PROBLEM DETAILS. Copy out every one of the records below word for word, with no changes, and leave the pictures out of your copy.

DATASET RECORDS.
________________
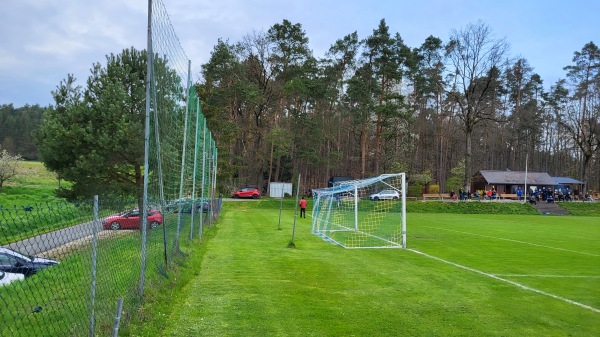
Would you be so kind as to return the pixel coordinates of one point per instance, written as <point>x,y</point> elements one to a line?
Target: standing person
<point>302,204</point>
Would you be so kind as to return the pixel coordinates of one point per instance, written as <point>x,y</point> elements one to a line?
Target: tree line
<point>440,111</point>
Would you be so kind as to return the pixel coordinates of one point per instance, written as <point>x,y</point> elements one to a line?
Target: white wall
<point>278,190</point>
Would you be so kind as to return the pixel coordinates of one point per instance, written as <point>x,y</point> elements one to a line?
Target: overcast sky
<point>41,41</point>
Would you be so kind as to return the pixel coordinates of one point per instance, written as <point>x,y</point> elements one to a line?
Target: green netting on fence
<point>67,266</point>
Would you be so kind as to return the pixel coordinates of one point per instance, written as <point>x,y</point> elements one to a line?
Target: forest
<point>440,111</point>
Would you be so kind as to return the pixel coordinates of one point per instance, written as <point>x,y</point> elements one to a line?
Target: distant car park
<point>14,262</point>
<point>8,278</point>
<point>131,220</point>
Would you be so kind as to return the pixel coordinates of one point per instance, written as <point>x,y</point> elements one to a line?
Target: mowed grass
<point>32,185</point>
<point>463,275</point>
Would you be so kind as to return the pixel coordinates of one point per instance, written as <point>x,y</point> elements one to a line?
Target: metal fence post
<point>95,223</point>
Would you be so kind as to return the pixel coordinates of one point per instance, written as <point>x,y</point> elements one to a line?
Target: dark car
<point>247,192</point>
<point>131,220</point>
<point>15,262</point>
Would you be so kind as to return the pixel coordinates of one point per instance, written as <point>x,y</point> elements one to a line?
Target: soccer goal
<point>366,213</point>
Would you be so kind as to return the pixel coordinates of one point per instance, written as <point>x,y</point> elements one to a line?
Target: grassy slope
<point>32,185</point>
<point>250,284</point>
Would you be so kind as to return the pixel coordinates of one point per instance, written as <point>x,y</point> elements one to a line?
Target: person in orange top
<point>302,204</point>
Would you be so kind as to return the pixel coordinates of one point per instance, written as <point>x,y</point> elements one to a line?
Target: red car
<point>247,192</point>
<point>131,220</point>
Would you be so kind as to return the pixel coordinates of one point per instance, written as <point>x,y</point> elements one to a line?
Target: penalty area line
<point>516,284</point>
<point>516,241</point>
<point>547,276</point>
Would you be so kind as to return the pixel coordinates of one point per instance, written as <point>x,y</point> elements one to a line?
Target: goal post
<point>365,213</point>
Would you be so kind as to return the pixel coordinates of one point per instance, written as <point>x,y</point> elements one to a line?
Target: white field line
________________
REPLY TO THE TASK.
Would you be so kind as to return the pixel coordinates of one point per instance, written as <point>x,y</point> elements one to a line?
Target: standing person
<point>302,204</point>
Would you be so kind as to return the pixel coordinates of one point per instance, written as <point>x,y</point> elements one to a line?
Target: tree line
<point>440,111</point>
Would you be so kind as to return the pixel coordinates of one point per instance, written as <point>x,y</point> elements one to a line?
Target: white wall
<point>278,190</point>
Would you be so kind as to return the pixel coordinates of one point per instance, written as <point>x,y</point> elements one to a line?
Target: overcast sky
<point>41,41</point>
Would you be so kind as to return the pixel coordinates of one point per instance, written as <point>x,y</point> elements one to a line?
Target: green netting on fence
<point>67,266</point>
Would you be so kind as to return the pixel coordinates of one point per instance, written as <point>x,y</point> elements one to a line?
Target: forest
<point>440,111</point>
Would you be so kind as to return the pixel coordinates of one point per instance, written as <point>x,y</point> elements one to a line?
Target: distant car park
<point>14,262</point>
<point>8,278</point>
<point>131,220</point>
Would you be so kind as to return the pixel coordinates of one point per instance, written as <point>x,y</point> elements one to a line?
Target: mowed grass
<point>32,185</point>
<point>463,275</point>
Would you be so kind as to return the pixel coordinates of one point per instance, written as <point>x,y</point> elements one to a line?
Target: metal fence post
<point>95,223</point>
Would you be so kind as to return the pixel coordinates of one point per instance, written as <point>x,y</point> elements one to a line?
Target: dark car
<point>247,192</point>
<point>131,220</point>
<point>15,262</point>
Would you be so kind as to return the pixel coordinates of one point per instance, written as <point>x,y</point> elements one to a line?
Target: soccer goal
<point>366,213</point>
Would you be so kind as to return the pixel coordinates of one point per instance, written as <point>x,y</point> elements one to a line?
Target: grassy slope
<point>32,185</point>
<point>250,284</point>
Would you be so kind as to return the pixel coordinates of one point per instance, written as <point>x,y</point> elements one to a line?
Target: person in orange top
<point>302,204</point>
Would you be so kind as to return the pixel coordinates of one point per instance, written as <point>x,y</point> elements one to a line?
Target: red car
<point>247,192</point>
<point>131,220</point>
Would you be so kind as to return the pixel coordinates of one point per instance, written as <point>x,y</point> elements one to a line?
Target: penalty area line
<point>516,284</point>
<point>516,241</point>
<point>547,276</point>
Would you be so kind as to return the pixel coordinates of one point per instance, written as <point>x,y</point> elements one to a line?
Target: goal post
<point>365,213</point>
Would you be so kind as to return the pixel coordinates of one point per instance, written as <point>x,y</point> elements one to a line?
Target: white field line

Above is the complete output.